◆ **Zu lesender Auszug**
· · · · · · ·

Würze im Sinne "Substanz" hat einen Plural - Würzen.
Würze im Sinne "Geschmack" kaum.

Jana


----------



## Whodunit

elroy said:
			
		

> Ich würde es eher als metaphorisch betrachten.



Ich weiß. Ich wollte Jana auch hänseln!


----------



## Whodunit

Jana337 said:
			
		

> Würze im Sinne "Substanz" hat einen Plural - Würzen.
> Würze im Sinne "Geschmack" kaum.



Ehrlich gesagt, habe ich das Wort "Würzen" noch nie gesagt, gehört, gelesen oder geschrieben. Außer jetzt gerade. Aber der Duden sagt auch, "die Würzen" wäre möglich.


----------



## Jana337

Whodunit said:
			
		

> Ehrlich gesagt, habe ich das Wort "Würzen" noch nie gesagt, gehört, gelesen oder geschrieben.



Mir geht es genauso. Google hat einige Treffer gefunden, aber nur wenige. Die meisten "die Würzen" bedeuten "die (im Sinne sie) würzen".

Jana


----------



## Whodunit

Jana337 said:
			
		

> Mir geht es genauso. Google hat einige Treffer gefunden, aber nur wenige. Die meisten "die Würzen" bedeuten "die (im Sinne sie) würzen".

· · · · · · ·

◆ **Schriftliche Aufgabe A**
Gib die Zeilen der Datensätze unverändert wieder, beginnend mit der Zeile, die „The component shall mark one dot per instance of the pectoral“ enthält, bis einschließlich zum Ende der Datensätze.
Der Forumsausschnitt und die Datensätze haben nichts miteinander zu tun.

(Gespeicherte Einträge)

· · · · · · ·

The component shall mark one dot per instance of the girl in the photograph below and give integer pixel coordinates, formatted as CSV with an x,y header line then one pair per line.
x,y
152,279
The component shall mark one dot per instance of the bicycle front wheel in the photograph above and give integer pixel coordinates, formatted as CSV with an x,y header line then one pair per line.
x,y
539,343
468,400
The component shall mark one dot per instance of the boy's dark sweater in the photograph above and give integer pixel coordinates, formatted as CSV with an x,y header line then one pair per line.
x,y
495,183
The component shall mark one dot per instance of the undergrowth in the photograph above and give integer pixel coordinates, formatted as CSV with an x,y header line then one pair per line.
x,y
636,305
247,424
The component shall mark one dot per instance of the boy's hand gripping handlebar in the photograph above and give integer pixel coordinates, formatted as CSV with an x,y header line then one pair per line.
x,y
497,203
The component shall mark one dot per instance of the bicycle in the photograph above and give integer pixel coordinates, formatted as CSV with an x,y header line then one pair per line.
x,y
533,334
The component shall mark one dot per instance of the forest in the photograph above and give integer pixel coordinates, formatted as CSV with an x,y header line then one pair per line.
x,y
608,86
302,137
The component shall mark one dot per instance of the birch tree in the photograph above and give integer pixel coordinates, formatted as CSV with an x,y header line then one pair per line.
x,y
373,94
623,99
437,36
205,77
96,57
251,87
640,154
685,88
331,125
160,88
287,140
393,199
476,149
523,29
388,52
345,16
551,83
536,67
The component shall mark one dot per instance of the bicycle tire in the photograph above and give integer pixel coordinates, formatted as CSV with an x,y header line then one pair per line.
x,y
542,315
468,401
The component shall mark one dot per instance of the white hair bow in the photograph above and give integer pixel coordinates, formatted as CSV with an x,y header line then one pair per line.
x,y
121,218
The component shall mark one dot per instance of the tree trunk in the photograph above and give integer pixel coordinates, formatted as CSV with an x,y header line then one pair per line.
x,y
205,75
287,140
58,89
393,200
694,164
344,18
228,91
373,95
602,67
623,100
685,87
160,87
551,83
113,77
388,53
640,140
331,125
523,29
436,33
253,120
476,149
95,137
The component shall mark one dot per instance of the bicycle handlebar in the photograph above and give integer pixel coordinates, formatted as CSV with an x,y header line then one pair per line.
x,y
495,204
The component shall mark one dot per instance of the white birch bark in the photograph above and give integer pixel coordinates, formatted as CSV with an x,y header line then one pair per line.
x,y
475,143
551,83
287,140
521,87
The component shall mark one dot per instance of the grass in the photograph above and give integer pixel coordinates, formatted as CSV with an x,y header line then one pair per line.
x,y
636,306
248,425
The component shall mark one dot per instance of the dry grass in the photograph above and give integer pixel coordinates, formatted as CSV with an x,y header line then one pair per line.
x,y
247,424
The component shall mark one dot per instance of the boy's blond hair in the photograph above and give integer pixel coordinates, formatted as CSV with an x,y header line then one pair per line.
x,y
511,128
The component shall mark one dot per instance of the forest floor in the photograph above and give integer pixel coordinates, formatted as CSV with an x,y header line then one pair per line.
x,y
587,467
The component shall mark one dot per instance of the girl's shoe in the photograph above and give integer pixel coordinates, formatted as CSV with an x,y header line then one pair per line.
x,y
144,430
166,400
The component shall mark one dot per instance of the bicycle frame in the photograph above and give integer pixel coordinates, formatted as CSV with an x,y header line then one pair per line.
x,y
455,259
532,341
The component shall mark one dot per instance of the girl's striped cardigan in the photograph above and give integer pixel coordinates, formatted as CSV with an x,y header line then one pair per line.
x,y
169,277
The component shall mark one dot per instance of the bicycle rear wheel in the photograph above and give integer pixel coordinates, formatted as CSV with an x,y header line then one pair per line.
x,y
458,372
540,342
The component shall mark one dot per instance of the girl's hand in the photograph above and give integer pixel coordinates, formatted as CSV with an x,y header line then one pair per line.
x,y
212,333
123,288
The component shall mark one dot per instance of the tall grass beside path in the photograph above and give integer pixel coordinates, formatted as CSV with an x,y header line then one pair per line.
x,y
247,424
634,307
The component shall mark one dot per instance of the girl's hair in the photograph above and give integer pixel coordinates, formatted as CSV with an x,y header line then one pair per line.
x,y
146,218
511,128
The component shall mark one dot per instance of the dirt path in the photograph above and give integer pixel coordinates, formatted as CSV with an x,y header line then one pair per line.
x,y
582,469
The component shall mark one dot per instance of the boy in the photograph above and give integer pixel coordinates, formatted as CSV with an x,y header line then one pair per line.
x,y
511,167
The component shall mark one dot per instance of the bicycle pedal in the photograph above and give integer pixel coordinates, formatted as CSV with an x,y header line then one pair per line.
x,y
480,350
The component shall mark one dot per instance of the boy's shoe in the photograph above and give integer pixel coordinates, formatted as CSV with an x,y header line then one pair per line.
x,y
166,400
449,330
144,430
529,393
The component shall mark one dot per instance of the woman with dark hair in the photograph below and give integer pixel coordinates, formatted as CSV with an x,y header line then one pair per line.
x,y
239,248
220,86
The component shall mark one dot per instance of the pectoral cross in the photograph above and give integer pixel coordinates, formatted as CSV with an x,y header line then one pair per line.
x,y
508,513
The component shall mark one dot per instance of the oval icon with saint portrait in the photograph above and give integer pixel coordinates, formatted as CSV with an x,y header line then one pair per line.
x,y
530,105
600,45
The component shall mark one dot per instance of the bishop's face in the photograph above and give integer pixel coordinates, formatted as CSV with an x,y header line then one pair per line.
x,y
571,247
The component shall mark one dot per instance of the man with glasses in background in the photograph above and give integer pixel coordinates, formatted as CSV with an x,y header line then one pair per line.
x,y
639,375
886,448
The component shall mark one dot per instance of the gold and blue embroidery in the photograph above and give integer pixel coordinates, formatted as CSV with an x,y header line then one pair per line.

· · · · · · ·

◆ **Schriftliche Aufgabe B**
Nenne alle Partizipien, die im Forumsausschnitt nach den Worten „noch nie“ aufgezählt werden.

◆ **Richtiges Ergebnis A**
The component shall mark one dot per instance of the pectoral cross in the photograph above and give integer pixel coordinates, formatted as CSV with an x,y header line then one pair per line.
x,y
508,513
The component shall mark one dot per instance of the oval icon with saint portrait in the photograph above and give integer pixel coordinates, formatted as CSV with an x,y header line then one pair per line.
x,y
530,105
600,45
The component shall mark one dot per instance of the bishop's face in the photograph above and give integer pixel coordinates, formatted as CSV with an x,y header line then one pair per line.
x,y
571,247
The component shall mark one dot per instance of the man with glasses in background in the photograph above and give integer pixel coordinates, formatted as CSV with an x,y header line then one pair per line.
x,y
639,375
886,448
The component shall mark one dot per instance of the gold and blue embroidery in the photograph above and give integer pixel coordinates, formatted as CSV with an x,y header line then one pair per line.

◆ **Richtiges Ergebnis B**
gesagt, gehört, gelesen, geschrieben